Entries taken from a collection

##############################

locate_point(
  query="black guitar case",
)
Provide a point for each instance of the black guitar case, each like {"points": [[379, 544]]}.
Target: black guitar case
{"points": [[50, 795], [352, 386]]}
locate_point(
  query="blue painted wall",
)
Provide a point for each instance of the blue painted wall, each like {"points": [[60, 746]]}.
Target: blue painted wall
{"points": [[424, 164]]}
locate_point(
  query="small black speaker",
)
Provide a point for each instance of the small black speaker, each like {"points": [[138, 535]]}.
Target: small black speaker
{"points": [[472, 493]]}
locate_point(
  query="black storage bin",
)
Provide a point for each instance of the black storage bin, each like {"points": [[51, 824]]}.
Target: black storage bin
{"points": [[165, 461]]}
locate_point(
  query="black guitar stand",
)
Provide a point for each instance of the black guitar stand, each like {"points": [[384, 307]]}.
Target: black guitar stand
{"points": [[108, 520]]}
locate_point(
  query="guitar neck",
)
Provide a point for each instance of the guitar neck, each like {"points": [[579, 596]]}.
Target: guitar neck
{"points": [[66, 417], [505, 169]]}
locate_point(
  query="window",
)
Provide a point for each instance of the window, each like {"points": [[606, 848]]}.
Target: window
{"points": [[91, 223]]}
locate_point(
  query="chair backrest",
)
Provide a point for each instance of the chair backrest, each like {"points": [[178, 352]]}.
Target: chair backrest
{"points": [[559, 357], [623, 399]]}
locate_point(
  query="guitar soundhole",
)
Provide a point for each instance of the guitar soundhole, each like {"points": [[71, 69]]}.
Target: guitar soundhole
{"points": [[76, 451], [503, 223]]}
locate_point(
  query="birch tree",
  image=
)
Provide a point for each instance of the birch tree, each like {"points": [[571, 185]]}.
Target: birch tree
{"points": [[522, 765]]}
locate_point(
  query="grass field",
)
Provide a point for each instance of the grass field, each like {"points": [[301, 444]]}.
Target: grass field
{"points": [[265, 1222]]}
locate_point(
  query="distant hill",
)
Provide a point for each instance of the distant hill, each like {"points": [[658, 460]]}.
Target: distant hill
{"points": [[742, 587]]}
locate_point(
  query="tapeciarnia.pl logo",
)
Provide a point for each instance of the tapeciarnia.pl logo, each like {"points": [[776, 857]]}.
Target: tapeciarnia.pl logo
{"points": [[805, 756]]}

##############################

--- Task brief ---
Each record above should be output again exactly.

--- Task result ---
locate_point(
  query="black guitar case",
)
Provide a point for each instance of the black guitar case, each like {"points": [[379, 544]]}.
Target: black guitar case
{"points": [[50, 795], [352, 386]]}
locate_point(
  query="blue painted wall",
)
Provide a point for each instance of the blue painted wall, each like {"points": [[60, 746]]}.
Target: blue painted wall
{"points": [[424, 164]]}
locate_point(
  query="small black speaker",
)
Provide a point for each instance of the small black speaker, each like {"points": [[138, 535]]}.
Target: small black speaker
{"points": [[472, 493]]}
locate_point(
  query="black storage bin",
)
Provide a point for each instance of the black storage bin, each like {"points": [[51, 824]]}.
Target: black storage bin
{"points": [[165, 461]]}
locate_point(
  query="black guitar stand",
)
Provide a point for each instance of the black guitar stand, each like {"points": [[384, 307]]}.
Target: black guitar stand
{"points": [[108, 520]]}
locate_point(
  query="guitar neck",
)
Provide a point for each instance of the guitar neck, each like {"points": [[579, 596]]}.
Target: guitar neck
{"points": [[66, 417], [505, 169]]}
locate_point(
  query="window",
)
Provide a point for each instance of the window, each like {"points": [[606, 848]]}.
Target: window
{"points": [[91, 223]]}
locate_point(
  query="chair backrest",
)
Provide a point for each instance of the chair backrest, each like {"points": [[178, 352]]}.
Target: chair backrest
{"points": [[559, 357], [623, 399]]}
locate_point(
  query="guitar soundhole",
)
Provide a point for each instance of the guitar soundhole, each like {"points": [[71, 69]]}.
Target: guitar soundhole
{"points": [[76, 451], [503, 223]]}
locate_point(
  query="birch tree",
  image=
)
Provide a point for each instance of the birch tree, each like {"points": [[571, 185]]}.
Target: birch tree
{"points": [[522, 765]]}
locate_point(
  query="grass field",
)
Provide a point for each instance of the grass field, each like {"points": [[301, 444]]}.
Target: grass field
{"points": [[265, 1222]]}
locate_point(
  query="distant hill",
)
Provide a point for each instance of the distant hill, each like {"points": [[658, 460]]}.
Target: distant hill
{"points": [[742, 587]]}
locate_point(
  query="tapeciarnia.pl logo",
)
Provide a point for each instance of the tapeciarnia.pl logo, each like {"points": [[776, 857]]}.
Target: tapeciarnia.pl logo
{"points": [[805, 756]]}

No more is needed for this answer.